● **Reading passage**:
Planes and ships searching for debris suspected of being from the
downed Malaysian jetliner failed to find any Thursday before bad weather
cut their hunt short, as Thailand said one of its satellites had
spotted hundreds of objects in the area.
The Thai satellite spotted about 300 objects floating in the southern
Indian Ocean near an area where planes and ships have been hunting
unsuccessfully for a week for any sign of debris from Malaysia Airlines
Flight 370, which disappeared March 8 with 239 people aboard.
The images from the Thai satellite showed “300 objects of various
sizes” in the ocean, about 2,700 kilometers (1,675 miles) southwest of
Perth, said Anond Snidvongs, director of Thailand’s space technology
development agency.
He said the images, taken Monday by the Thaichote satellite, took two
days to process and were relayed to Malaysian authorities on Wednesday.
The objects were about 200 kilometers (125 miles) from the area where
a French satellite on Sunday spotted 122 objects, Anond said. The
objects ranged in size from 2 meters (six feet) to 16 meters (53 feet)
long.
The announcement came after the Australian Maritime Safety Authority
said it had to pull back all 11 planes scheduled to take part in the
search Thursday because of heavy rain, winds and low clouds. Five ships
continued the hunt.

● **Items**:
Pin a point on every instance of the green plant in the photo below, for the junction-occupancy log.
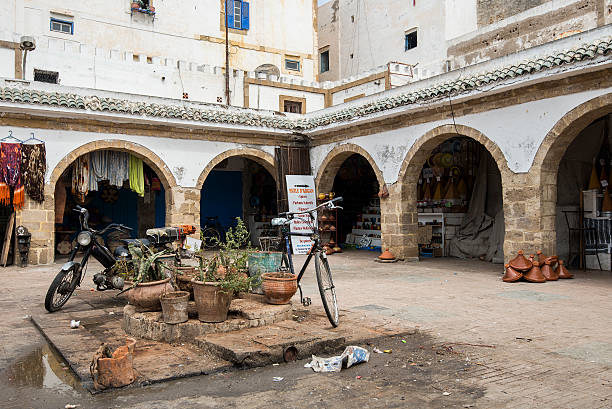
(229, 266)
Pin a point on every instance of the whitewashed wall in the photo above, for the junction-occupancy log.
(518, 130)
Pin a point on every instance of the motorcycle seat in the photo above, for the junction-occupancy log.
(137, 242)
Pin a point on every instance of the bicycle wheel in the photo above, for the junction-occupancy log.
(326, 288)
(211, 237)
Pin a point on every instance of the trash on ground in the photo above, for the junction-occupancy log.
(352, 355)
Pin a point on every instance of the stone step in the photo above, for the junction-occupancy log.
(284, 340)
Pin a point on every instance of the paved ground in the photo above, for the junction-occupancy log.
(552, 345)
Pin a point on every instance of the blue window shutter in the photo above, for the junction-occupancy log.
(245, 15)
(229, 10)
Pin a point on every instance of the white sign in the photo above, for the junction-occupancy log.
(301, 195)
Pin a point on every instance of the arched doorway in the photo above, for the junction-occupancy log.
(570, 152)
(239, 184)
(452, 192)
(154, 166)
(583, 198)
(115, 187)
(350, 172)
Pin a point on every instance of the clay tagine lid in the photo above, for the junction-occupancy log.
(562, 271)
(520, 263)
(386, 255)
(511, 275)
(535, 274)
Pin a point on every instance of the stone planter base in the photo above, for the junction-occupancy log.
(248, 312)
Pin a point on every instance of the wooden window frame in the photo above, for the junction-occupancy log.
(283, 98)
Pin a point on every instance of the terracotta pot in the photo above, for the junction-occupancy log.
(520, 263)
(116, 371)
(145, 296)
(211, 301)
(511, 275)
(548, 272)
(562, 271)
(279, 287)
(535, 275)
(174, 306)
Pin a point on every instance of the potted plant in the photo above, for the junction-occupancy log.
(223, 276)
(150, 278)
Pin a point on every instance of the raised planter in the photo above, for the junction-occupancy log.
(211, 301)
(279, 287)
(145, 296)
(174, 306)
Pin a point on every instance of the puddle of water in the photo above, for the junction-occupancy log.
(42, 368)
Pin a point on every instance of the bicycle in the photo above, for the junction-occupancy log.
(322, 270)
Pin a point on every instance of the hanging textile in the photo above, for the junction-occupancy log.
(118, 169)
(80, 178)
(136, 175)
(98, 169)
(10, 162)
(33, 169)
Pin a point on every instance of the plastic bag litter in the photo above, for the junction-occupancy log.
(352, 355)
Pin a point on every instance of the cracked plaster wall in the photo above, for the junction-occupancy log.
(517, 130)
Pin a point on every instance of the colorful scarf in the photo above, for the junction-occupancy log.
(80, 178)
(136, 175)
(33, 169)
(10, 161)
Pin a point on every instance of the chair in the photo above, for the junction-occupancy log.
(588, 231)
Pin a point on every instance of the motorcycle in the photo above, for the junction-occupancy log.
(91, 242)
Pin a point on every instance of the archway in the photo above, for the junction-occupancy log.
(349, 171)
(451, 196)
(570, 198)
(107, 193)
(239, 183)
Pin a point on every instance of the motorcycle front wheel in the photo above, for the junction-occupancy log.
(61, 289)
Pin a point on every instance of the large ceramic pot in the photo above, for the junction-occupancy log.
(212, 302)
(145, 296)
(279, 287)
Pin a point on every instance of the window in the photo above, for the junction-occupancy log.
(293, 106)
(238, 14)
(52, 77)
(292, 65)
(325, 61)
(61, 26)
(410, 40)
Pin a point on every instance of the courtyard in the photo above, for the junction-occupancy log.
(458, 337)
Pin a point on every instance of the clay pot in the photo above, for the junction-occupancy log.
(535, 275)
(520, 263)
(145, 296)
(279, 287)
(562, 271)
(511, 275)
(174, 307)
(548, 272)
(115, 371)
(211, 301)
(386, 255)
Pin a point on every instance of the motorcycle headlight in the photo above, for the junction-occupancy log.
(84, 238)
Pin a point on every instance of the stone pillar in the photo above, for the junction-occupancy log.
(39, 219)
(529, 214)
(399, 222)
(183, 206)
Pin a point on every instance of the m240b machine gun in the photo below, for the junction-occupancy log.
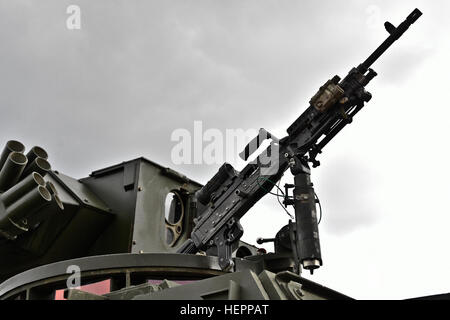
(230, 194)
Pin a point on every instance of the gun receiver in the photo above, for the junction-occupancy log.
(230, 194)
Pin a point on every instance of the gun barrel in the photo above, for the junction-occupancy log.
(395, 34)
(39, 165)
(12, 169)
(36, 152)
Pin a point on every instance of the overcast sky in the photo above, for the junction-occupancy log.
(118, 87)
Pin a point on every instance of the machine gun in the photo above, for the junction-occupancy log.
(230, 194)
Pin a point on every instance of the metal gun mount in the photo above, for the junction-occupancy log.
(230, 194)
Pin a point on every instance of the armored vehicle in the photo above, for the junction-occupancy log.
(139, 230)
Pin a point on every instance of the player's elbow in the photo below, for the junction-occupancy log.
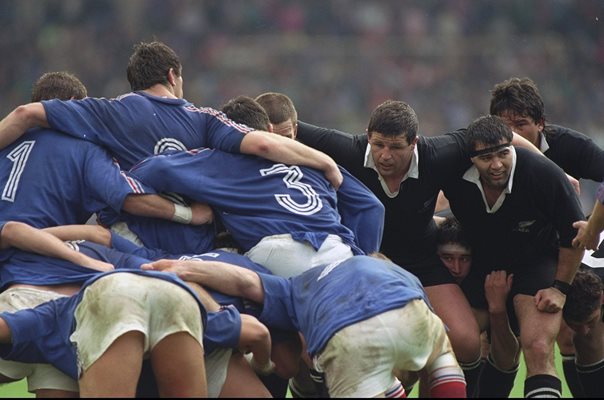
(257, 143)
(31, 115)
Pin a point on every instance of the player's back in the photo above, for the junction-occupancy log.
(49, 179)
(254, 197)
(137, 125)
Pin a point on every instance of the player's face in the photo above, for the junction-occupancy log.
(494, 168)
(525, 126)
(457, 259)
(286, 128)
(391, 154)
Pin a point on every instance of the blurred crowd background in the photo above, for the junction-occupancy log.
(337, 59)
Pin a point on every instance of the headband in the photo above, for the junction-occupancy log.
(491, 149)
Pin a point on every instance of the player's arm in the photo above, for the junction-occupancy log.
(588, 234)
(20, 120)
(222, 277)
(155, 206)
(255, 339)
(505, 349)
(552, 299)
(27, 238)
(284, 150)
(519, 141)
(92, 233)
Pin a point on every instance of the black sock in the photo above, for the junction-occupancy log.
(276, 385)
(471, 372)
(570, 374)
(542, 386)
(495, 382)
(592, 379)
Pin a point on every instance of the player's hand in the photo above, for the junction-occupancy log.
(164, 265)
(201, 214)
(497, 286)
(550, 300)
(575, 184)
(98, 265)
(585, 238)
(334, 175)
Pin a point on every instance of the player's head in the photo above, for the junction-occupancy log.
(58, 85)
(281, 112)
(518, 102)
(154, 63)
(583, 307)
(488, 140)
(392, 134)
(453, 248)
(247, 111)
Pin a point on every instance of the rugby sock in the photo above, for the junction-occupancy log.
(471, 372)
(396, 391)
(276, 385)
(446, 378)
(592, 379)
(570, 374)
(495, 382)
(542, 386)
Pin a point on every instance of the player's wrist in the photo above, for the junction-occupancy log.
(561, 286)
(182, 214)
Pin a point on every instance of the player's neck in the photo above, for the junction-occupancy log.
(160, 90)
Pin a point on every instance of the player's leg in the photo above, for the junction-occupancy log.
(590, 360)
(538, 332)
(178, 366)
(115, 373)
(242, 381)
(567, 353)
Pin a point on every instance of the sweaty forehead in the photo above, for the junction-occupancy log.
(454, 249)
(398, 139)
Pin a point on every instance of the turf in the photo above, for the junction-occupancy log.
(19, 389)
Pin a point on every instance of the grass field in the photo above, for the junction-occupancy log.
(19, 389)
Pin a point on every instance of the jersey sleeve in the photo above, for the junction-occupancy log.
(223, 133)
(341, 146)
(361, 212)
(223, 329)
(106, 184)
(82, 119)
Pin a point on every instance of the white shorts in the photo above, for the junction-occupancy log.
(358, 360)
(125, 302)
(217, 365)
(39, 376)
(286, 257)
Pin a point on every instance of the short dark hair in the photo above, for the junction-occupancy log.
(247, 111)
(60, 85)
(393, 118)
(519, 97)
(150, 63)
(489, 130)
(278, 106)
(584, 296)
(451, 231)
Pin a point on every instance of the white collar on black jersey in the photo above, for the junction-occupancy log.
(472, 175)
(543, 145)
(412, 173)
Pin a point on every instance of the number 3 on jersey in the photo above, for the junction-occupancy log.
(292, 178)
(18, 157)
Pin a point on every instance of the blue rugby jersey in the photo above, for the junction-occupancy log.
(256, 198)
(326, 299)
(136, 125)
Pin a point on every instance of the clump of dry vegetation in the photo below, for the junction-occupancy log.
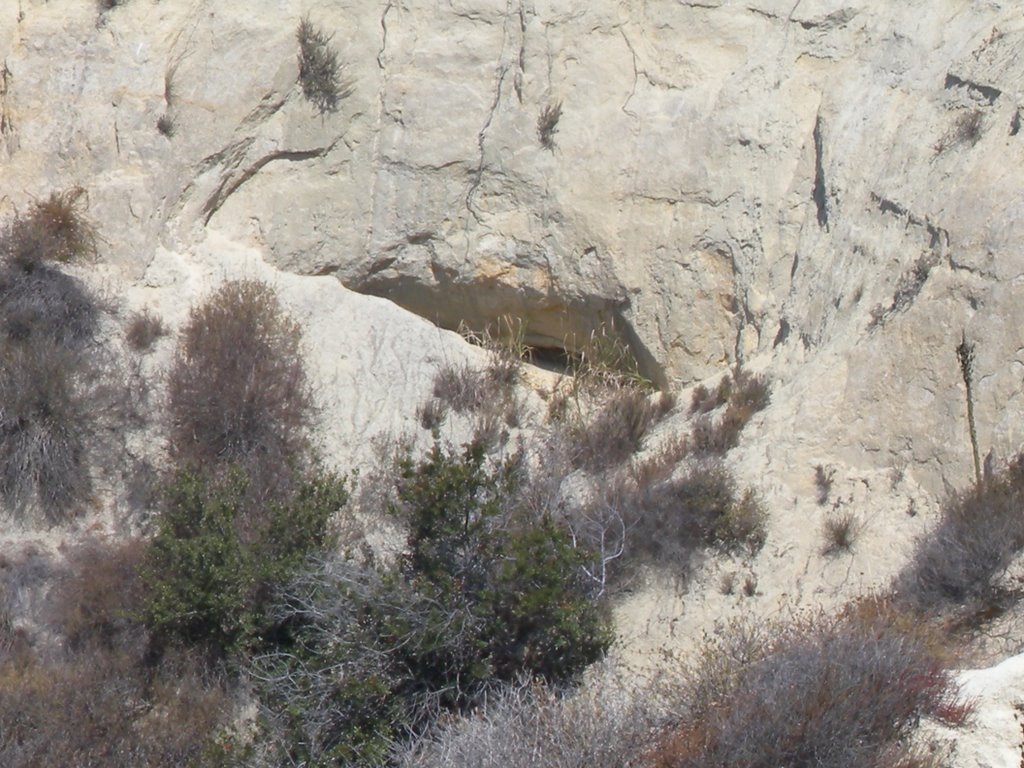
(320, 71)
(960, 565)
(743, 395)
(61, 397)
(820, 690)
(238, 394)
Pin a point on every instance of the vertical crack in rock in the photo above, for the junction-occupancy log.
(521, 72)
(381, 111)
(8, 135)
(636, 74)
(818, 192)
(502, 70)
(380, 53)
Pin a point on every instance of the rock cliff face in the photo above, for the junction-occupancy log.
(825, 190)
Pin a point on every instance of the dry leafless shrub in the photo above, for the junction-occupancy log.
(843, 692)
(488, 392)
(143, 330)
(960, 564)
(823, 479)
(238, 390)
(668, 523)
(608, 723)
(53, 229)
(58, 412)
(96, 601)
(165, 124)
(44, 304)
(967, 129)
(615, 431)
(320, 71)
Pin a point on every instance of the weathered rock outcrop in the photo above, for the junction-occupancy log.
(823, 189)
(729, 181)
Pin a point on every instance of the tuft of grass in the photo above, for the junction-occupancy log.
(823, 479)
(165, 124)
(52, 407)
(747, 394)
(320, 71)
(967, 130)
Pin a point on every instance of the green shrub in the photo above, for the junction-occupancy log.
(320, 72)
(217, 557)
(483, 593)
(238, 390)
(843, 692)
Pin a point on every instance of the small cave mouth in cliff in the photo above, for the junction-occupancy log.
(553, 358)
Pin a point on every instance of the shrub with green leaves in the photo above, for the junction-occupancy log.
(484, 592)
(216, 557)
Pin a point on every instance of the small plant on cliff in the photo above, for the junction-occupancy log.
(53, 229)
(216, 558)
(320, 71)
(819, 691)
(547, 125)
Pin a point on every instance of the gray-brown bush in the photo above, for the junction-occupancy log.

● **Short problem**:
From the news article on the search for Malaysia Airlines Flight 370, reproduce word for word the passage starting at "Planes and ships searching" and ending at "development agency.".

● **The response**:
Planes and ships searching for debris suspected of being from the
downed Malaysian jetliner failed to find any Thursday before bad weather
cut their hunt short, as Thailand said one of its satellites had
spotted hundreds of objects in the area.
The Thai satellite spotted about 300 objects floating in the southern
Indian Ocean near an area where planes and ships have been hunting
unsuccessfully for a week for any sign of debris from Malaysia Airlines
Flight 370, which disappeared March 8 with 239 people aboard.
The images from the Thai satellite showed “300 objects of various
sizes” in the ocean, about 2,700 kilometers (1,675 miles) southwest of
Perth, said Anond Snidvongs, director of Thailand’s space technology
development agency.